PROBLEM TO SOLVE:
Pull every line with "above" from the entries below.

LISTED RECORDS:

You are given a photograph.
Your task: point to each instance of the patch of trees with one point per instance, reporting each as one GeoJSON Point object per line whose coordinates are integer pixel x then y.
...
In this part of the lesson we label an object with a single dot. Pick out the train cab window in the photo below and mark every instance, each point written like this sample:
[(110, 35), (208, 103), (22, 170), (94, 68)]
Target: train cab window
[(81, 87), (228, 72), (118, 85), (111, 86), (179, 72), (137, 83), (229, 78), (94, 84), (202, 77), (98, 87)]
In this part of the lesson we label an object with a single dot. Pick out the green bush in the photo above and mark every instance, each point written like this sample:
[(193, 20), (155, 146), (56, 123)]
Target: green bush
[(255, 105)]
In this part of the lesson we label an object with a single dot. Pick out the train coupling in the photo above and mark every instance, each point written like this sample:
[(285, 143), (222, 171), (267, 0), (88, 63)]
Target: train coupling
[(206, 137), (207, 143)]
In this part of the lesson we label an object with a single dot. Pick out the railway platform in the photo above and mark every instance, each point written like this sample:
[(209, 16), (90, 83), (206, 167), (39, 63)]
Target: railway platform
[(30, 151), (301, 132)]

ANSWER TO THIS PROBLEM:
In this part of the lesson we label an object with a single dot. Pick out the green bush in the photo above and mark every instance, each point written like this sample:
In this part of the lesson we label an object with a single dot. Pick out the train coupling in the photo above and mark every instance, each point written like this sample:
In this part of the lesson we label an object with a single dot. Pick out the railway platform in the photo above and mark every instance, each point written like this sample:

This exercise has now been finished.